• _PROBLEM REQUIREMENTS_: Go to the line that contains "Signal-phase audit: put a marker on every instance of the green" and extract it along with every line after it, exactly, through the end of the data below.

• _EXTRACTED RECORDS_:
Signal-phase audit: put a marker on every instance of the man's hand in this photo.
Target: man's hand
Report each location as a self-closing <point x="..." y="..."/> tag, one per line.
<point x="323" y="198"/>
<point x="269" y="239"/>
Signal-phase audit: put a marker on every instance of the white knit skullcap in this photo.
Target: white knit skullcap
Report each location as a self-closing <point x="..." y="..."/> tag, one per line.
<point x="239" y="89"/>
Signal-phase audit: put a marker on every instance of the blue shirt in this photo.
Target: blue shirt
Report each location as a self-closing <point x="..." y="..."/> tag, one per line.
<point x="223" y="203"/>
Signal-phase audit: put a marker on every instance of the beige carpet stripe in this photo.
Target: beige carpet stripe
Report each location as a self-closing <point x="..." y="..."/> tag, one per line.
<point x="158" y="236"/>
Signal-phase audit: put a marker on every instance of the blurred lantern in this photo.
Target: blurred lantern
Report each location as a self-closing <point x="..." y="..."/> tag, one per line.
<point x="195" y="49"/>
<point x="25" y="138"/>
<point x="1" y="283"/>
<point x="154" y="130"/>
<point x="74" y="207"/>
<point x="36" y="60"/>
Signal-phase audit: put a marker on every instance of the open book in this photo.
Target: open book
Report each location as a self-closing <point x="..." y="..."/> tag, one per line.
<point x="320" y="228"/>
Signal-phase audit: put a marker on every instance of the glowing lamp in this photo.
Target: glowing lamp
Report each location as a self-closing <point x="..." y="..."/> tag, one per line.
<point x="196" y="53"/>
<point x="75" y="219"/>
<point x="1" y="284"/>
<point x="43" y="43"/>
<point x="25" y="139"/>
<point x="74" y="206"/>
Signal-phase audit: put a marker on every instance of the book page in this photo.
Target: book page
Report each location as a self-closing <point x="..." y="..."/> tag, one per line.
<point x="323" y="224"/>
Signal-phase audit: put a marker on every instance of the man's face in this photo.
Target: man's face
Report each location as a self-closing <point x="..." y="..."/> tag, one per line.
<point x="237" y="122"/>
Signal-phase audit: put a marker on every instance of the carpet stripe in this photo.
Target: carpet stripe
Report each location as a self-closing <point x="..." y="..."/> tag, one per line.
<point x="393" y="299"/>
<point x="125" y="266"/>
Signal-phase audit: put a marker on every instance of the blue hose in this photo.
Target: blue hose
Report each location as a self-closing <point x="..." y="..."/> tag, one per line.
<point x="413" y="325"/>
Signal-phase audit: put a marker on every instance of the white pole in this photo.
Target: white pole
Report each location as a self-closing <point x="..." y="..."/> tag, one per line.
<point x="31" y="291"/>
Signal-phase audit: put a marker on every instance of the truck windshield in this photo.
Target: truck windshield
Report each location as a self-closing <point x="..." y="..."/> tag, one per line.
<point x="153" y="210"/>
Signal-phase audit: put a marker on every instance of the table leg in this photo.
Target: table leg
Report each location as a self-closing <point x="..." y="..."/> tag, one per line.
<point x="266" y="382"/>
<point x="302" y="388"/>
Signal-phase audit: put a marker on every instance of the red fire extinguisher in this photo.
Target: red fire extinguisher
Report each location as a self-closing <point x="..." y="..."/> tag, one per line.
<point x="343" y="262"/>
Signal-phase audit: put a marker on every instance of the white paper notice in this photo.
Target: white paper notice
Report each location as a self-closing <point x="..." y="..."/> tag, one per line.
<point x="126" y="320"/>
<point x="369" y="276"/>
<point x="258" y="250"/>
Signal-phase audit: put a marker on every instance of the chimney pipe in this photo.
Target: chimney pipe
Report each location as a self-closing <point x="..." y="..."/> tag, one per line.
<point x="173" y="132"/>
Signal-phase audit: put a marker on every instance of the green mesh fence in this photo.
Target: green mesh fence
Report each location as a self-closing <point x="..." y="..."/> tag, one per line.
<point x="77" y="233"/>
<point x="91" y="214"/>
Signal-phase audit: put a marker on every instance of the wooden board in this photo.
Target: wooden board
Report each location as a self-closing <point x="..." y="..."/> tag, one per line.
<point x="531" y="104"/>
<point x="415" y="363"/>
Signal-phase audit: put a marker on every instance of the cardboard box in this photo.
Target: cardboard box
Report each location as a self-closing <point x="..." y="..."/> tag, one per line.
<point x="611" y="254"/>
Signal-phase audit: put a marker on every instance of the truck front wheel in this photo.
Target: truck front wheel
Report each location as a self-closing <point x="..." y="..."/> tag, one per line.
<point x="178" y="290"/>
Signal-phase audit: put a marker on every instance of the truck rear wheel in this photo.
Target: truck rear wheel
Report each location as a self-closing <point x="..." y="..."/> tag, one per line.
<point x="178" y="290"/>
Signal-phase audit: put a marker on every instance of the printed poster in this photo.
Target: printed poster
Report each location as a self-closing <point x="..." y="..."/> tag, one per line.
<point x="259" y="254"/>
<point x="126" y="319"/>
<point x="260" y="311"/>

• _TASK OUTPUT_:
Signal-phase audit: put a marker on every instance of the green mesh fence in this photo.
Target: green mesh fence
Report each location as a self-closing <point x="..." y="..."/> tag, one per line.
<point x="77" y="233"/>
<point x="91" y="214"/>
Signal-phase audit: put a marker on every instance of the wooden board in this photo.
Target: wooden board
Report each location as a self-closing <point x="..." y="..."/> tag, one per line.
<point x="531" y="104"/>
<point x="415" y="363"/>
Signal-phase audit: put a marker on every instance of the cardboard box in this photo.
Target: cardboard box
Report each location as a self-closing <point x="..." y="..."/> tag, one per line.
<point x="611" y="254"/>
Signal-phase audit: put a marker on every instance of the truck front wheel in this photo.
Target: truck front wheel
Report each location as a self-closing <point x="..." y="..."/> tag, one per line.
<point x="178" y="290"/>
Signal-phase audit: put a marker on every instance of the truck rear wheel in this photo.
Target: truck rear wheel
Report each location as a self-closing <point x="..." y="..."/> tag, one per line.
<point x="178" y="290"/>
Signal-phase audit: put a marker on every instance of the printed poster in this photo.
Target: printed poster
Report each location as a self-closing <point x="..." y="..."/> tag, one per line.
<point x="259" y="254"/>
<point x="126" y="319"/>
<point x="260" y="311"/>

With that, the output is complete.